• WORK ORDER A: List every zone classification that the grape phylloxera text names, giving each full name with its abbreviation.
• WORK ORDER B: Pick up the grape phylloxera text after its last sentence and continue it.

• TEXT BLOCK:
Friday, September 22, 2023

Enemy of Vineyard or Grape vines: Phylloxera || Insect/ Pest || Viticulture

Grape Phylloxera


Spots Seen on Grape leaf by the pest

A little, yellowish bug with a 'aphid-like' appearance, Phylloxera (Daktulosphaira vitifoliae), is indigenous to North America. It is regarded as one of the worst grapevine pests in the world and causes significant harm to vines of European ancestry (Vitis vinifera). After several years of infestation, its presence on Vitis vinifera's roots causes the vine to deteriorate, produce less, and eventually die. Replanting Vitis vinifera vines grafted to tolerant or resistant rootstocks is the only way to control the pest once it has taken hold in a vineyard. Phylloxera is only now found in a few locations in Victoria and New South Wales. As most Australian grape plantings are own-rooted Vitis vinifera, which is particularly sensitive to phylloxera, it is crucial to stop the spread of the disease to areas that are now unaffected. There are strict biosecurity control measures in place to prevent spread to other wine regions, with areas classified as Phylloxera Infested Zones (PIZ), Phylloxera Interim Buffer Zones (PIBZ), Phylloxera Risk Zones (PRZ) and Phylloxera Exclusion Zones (PEZ).

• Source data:
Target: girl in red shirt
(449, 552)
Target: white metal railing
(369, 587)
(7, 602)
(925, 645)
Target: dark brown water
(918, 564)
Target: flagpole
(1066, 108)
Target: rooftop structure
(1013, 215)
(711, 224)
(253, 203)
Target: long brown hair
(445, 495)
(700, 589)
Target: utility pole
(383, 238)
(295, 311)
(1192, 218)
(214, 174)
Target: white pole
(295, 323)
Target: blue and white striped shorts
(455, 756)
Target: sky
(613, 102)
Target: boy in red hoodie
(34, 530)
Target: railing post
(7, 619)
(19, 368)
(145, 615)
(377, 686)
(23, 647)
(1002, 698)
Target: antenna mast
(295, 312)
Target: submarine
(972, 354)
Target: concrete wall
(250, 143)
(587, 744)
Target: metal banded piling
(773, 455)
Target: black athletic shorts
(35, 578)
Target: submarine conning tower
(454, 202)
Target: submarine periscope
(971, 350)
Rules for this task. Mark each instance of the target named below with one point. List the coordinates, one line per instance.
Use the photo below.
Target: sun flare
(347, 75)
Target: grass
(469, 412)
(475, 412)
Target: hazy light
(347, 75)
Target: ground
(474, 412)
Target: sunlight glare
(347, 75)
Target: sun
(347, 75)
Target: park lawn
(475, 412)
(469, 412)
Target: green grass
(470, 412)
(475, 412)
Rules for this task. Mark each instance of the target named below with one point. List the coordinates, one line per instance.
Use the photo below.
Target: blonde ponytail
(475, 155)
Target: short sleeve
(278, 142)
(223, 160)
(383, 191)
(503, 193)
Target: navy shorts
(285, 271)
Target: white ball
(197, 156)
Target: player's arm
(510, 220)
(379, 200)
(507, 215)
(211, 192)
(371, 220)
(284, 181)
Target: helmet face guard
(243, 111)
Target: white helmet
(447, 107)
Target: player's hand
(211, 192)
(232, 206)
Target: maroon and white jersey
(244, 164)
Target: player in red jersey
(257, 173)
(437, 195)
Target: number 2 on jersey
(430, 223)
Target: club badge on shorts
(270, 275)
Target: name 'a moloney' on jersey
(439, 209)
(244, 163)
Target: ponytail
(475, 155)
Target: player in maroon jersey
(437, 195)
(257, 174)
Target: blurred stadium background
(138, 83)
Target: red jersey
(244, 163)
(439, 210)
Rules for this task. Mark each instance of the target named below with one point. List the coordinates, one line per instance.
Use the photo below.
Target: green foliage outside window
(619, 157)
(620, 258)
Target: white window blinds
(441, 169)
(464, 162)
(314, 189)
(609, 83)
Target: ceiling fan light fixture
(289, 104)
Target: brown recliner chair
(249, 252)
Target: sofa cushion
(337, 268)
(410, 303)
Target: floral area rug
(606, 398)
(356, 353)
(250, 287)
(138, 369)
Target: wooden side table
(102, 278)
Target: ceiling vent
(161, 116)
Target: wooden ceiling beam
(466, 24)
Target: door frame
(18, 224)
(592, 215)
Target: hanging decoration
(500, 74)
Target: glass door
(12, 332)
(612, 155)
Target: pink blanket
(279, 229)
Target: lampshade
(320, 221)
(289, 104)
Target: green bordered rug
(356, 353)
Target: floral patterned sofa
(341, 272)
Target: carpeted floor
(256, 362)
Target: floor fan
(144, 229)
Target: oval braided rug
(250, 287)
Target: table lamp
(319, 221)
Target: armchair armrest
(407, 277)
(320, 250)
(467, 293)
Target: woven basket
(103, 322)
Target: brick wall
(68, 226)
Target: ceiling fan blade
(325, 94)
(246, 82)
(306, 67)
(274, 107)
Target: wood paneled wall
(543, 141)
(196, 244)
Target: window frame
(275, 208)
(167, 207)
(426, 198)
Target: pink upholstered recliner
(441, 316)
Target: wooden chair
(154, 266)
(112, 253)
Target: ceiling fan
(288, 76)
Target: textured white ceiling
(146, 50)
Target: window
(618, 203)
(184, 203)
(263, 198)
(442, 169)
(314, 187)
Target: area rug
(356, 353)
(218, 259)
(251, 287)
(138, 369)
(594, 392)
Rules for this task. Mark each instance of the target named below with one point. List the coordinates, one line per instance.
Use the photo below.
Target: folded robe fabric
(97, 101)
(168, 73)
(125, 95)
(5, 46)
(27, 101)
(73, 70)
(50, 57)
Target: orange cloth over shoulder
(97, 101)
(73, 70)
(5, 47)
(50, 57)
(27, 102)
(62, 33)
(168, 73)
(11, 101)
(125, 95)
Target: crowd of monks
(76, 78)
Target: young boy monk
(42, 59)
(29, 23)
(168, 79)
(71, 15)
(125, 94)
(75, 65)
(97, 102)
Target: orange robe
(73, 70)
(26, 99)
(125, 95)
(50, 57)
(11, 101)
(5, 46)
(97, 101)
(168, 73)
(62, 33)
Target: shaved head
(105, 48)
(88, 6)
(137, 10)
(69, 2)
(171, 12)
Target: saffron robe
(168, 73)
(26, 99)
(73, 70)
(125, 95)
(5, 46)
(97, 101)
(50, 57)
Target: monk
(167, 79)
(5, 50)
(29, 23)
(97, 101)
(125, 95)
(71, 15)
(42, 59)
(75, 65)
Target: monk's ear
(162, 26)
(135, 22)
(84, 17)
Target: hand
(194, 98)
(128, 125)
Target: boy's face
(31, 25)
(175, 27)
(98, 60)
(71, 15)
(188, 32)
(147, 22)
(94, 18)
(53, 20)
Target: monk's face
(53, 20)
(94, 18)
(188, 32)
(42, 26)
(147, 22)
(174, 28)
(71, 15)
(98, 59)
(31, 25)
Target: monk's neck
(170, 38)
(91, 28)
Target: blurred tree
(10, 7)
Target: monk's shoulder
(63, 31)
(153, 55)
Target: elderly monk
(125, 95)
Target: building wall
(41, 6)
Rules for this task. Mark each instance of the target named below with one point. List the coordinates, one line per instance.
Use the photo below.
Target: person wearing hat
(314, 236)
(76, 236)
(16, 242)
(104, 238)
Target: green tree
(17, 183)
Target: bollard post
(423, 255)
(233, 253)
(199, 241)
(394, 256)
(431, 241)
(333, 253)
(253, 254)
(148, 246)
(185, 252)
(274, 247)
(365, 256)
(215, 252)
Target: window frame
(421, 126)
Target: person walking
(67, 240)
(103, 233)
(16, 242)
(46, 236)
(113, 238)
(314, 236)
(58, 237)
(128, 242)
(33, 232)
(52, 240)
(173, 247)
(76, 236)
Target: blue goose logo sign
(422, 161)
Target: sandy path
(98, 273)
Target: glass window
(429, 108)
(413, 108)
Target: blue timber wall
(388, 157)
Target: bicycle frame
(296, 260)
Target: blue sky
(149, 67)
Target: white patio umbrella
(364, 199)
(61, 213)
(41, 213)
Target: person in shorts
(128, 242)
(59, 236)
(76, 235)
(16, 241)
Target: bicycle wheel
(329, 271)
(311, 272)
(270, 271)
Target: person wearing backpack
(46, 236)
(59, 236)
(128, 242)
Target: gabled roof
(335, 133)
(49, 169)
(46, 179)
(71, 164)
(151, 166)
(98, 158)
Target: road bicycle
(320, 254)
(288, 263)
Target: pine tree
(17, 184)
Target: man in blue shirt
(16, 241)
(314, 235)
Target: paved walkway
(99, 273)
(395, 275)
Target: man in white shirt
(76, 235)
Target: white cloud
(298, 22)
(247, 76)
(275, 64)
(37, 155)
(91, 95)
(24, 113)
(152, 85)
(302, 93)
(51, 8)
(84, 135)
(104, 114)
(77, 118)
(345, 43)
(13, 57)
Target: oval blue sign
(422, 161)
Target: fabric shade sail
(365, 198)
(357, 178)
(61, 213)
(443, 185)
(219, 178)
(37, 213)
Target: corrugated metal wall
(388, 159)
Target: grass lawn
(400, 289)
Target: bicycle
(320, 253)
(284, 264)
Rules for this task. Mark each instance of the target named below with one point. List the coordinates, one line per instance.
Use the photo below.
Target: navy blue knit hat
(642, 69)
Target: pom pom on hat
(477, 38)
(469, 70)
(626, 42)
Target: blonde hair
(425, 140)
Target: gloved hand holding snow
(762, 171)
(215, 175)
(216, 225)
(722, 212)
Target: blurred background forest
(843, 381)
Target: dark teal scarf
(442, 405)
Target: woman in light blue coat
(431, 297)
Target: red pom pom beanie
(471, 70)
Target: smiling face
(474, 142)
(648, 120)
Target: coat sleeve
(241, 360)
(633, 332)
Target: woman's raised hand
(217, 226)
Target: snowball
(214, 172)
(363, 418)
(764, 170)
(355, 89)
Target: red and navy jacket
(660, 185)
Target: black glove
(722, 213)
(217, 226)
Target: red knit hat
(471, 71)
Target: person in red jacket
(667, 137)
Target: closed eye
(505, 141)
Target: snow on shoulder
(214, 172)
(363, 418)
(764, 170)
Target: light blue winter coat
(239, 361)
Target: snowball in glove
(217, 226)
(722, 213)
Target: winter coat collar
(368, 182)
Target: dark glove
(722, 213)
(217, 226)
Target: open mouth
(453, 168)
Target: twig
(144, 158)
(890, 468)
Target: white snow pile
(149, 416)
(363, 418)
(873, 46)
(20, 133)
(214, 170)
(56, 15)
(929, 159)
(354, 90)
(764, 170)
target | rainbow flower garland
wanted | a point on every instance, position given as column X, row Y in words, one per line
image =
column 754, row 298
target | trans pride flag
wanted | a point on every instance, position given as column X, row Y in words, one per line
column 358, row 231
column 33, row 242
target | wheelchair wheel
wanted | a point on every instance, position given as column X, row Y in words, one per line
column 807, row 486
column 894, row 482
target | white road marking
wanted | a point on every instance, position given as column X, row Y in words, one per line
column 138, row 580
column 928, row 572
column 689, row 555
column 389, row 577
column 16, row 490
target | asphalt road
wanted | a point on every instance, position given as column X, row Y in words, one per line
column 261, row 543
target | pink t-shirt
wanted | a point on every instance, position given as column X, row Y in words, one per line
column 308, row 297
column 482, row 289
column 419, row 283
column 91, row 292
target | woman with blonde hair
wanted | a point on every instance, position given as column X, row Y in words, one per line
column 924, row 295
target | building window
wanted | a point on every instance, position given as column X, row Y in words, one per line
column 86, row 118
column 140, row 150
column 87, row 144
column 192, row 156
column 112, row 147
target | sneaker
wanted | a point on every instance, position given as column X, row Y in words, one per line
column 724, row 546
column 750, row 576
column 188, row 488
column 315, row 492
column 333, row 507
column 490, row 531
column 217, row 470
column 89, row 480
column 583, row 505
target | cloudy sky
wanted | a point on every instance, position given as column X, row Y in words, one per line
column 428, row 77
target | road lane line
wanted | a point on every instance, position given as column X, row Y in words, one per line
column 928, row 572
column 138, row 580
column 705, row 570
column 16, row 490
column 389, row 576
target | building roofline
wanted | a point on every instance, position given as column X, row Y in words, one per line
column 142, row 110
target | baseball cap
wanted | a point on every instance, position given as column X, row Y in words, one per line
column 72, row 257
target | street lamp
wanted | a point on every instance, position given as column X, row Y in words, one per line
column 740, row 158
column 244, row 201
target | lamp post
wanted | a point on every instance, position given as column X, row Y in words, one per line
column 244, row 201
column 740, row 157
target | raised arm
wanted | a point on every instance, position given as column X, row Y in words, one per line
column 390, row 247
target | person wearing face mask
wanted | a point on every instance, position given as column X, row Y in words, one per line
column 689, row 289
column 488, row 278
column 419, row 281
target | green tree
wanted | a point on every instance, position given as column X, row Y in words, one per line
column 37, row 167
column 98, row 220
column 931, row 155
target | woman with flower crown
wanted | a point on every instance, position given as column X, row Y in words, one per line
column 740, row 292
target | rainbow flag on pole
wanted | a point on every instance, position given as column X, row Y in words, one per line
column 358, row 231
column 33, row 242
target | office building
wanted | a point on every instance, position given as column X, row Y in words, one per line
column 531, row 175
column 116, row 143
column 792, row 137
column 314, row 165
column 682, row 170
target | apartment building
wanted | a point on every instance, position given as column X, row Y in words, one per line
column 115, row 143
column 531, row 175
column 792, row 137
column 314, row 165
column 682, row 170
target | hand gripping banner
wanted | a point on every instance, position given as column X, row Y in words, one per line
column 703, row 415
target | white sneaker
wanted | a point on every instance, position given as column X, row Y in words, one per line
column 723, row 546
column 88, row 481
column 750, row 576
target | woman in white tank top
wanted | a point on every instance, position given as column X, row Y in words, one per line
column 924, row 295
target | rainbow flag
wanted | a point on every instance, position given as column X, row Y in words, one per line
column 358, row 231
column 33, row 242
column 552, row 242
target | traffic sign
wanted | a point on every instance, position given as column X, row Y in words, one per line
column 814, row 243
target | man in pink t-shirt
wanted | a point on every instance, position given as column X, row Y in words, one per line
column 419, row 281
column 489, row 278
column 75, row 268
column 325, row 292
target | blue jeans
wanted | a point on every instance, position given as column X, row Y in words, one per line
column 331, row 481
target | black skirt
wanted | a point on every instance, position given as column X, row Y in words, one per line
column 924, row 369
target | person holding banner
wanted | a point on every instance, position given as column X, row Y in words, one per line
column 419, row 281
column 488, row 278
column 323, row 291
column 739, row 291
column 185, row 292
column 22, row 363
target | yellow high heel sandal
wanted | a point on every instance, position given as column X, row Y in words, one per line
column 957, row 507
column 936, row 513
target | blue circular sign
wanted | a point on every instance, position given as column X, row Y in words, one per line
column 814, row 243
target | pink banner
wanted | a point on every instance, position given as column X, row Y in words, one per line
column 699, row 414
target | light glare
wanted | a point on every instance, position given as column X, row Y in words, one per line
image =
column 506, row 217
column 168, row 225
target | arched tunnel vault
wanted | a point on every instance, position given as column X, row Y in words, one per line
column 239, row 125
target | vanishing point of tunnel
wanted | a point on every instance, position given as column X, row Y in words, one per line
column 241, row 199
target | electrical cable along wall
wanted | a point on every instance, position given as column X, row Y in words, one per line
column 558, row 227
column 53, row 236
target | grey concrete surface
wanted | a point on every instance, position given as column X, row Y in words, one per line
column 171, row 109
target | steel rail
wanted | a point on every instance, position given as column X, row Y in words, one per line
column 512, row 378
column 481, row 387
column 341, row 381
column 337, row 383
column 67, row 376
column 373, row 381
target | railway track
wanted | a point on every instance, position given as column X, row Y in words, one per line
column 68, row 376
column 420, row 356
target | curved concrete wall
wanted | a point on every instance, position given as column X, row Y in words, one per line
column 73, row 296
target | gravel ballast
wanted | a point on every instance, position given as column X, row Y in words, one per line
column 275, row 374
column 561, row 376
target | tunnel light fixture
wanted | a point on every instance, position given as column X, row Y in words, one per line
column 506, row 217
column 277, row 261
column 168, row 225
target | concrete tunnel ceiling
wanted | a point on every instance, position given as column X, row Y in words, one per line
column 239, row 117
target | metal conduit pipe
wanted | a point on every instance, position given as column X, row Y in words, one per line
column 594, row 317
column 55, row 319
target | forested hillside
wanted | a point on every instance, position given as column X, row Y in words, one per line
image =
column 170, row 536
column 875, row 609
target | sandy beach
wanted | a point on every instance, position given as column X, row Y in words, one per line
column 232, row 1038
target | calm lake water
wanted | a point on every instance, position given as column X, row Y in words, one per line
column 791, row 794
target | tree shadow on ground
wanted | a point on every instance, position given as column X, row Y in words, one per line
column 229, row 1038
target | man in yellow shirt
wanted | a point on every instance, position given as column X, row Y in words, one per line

• ANSWER A: Phylloxera Infested Zones (PIZ), Phylloxera Interim Buffer Zones (PIBZ), Phylloxera Risk Zones (PRZ), Phylloxera Exclusion Zones (PEZ)

• ANSWER B:
Phylloxera Insect

Lifecycle of Phylloxera:

The phylloxera lifecycle involves egg, nymph and adult stages. Adult phylloxera are 1mm long, yellow to brown in colour and predominantly reproduce asexually in Australia. Phylloxera feed on leaves and/or grapevine roots causing death of the European grapevine, Vitis vinifera, within 5-6 years on average, dependent on which endemic strain is present. Phylloxera have been found to survive for up to 29 days without food. Adults can lay around 200 eggs per cycle and are capable of several breeding cycles per season, depending on the virulence of the phylloxera strain, nutrition and environmental conditions. Populations peak between November and March.

How does Phylloxera spread:

Phylloxera can quickly transferred to neighbouring vineyards, grapevines and regions, causing extensive damage, through clothing, footwear, tools, and vehicles (including harvesters), as well as in soil and vine material (leaves and shoots). In nature, crawlers can move from vine to vine by moving along the soil's surface, via the tree canopy, or by moving from root to root underground. They have a potential spread of 25 metres in the wind as well. A vineyard's natural spread is thought to be between 100 and 200 metres every year.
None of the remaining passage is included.